Pull every line from the records below and copy each one word for word.

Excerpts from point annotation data
---
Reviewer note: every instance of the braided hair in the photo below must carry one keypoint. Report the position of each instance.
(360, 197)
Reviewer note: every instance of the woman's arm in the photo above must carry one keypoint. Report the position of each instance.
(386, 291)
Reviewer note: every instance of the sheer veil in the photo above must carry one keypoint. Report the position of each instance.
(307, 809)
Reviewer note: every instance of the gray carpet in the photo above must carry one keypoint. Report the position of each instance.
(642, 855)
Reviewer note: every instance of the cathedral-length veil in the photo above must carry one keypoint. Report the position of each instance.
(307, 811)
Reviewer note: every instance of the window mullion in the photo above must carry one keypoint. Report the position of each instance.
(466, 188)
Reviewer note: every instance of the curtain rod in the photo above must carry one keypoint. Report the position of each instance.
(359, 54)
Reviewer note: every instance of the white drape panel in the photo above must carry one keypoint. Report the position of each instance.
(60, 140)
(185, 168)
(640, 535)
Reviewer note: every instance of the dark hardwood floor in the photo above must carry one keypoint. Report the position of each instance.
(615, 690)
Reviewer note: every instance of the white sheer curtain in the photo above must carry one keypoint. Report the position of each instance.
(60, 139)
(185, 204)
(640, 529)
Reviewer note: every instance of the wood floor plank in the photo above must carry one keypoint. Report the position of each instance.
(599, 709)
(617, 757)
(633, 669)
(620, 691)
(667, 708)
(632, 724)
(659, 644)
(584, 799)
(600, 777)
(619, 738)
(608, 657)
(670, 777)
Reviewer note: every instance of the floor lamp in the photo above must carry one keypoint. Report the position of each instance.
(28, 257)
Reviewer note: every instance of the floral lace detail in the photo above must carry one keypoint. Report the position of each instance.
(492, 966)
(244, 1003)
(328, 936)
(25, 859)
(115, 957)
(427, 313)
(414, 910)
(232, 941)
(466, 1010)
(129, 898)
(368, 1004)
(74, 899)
---
◆ RESULT OF THE TASK:
Reviewer note: every instance of the braided hair in the photo below must carry one keypoint. Report the position of each instance.
(360, 197)
Reviewer note: every instance of the woman's arm in the photo above must carry one keypoint. Report the position of each instance.
(386, 291)
Reviewer note: every instance of the sheer veil in the photo above must carry one keypoint. Report the position of each instance.
(307, 809)
Reviewer note: every instance of the gray carpet in the photo above must carry one keypoint. Report the position of each instance.
(642, 855)
Reviewer note: every instance of the cathedral-length veil in the photo above must carry one keypoint. Report the position of each instance.
(307, 811)
Reviewer note: every instance of the window mullion in the photo above must carry one keypoint. Report the position of each instance.
(466, 188)
Reviewer note: every instance of the curtain rod in the photo above must carry one keypoint. Report the position of each instance.
(359, 54)
Reviewer note: every instance of the white drape panel in the photo above must carry one keypoint. Report the position of each instance.
(60, 140)
(185, 168)
(640, 535)
Reviewer note: every instance of the dark hardwood floor in the photo above must carry one keypoint. Report the position of each instance.
(615, 690)
Reviewer note: every instance of the white sheer curtain in the photo above must carry one keypoint. Report the position of each instance.
(60, 139)
(185, 204)
(640, 529)
Reviewer note: every instance of the wood floor plank in the photo above must carry one keypoint. Report the position of each instance.
(599, 709)
(617, 757)
(633, 669)
(620, 691)
(667, 708)
(632, 724)
(659, 644)
(584, 799)
(600, 777)
(619, 738)
(608, 657)
(670, 777)
Reviewer note: every instance of the floor lamp in the photo above must carry one keypoint. Report the position of each instance.
(28, 257)
Reviewer note: every instance of the floral lace detail in the photo above must carry one keypoint. Report the position of each instance.
(492, 966)
(244, 1003)
(328, 936)
(25, 859)
(115, 957)
(427, 313)
(414, 910)
(232, 941)
(466, 1010)
(129, 898)
(368, 1004)
(74, 899)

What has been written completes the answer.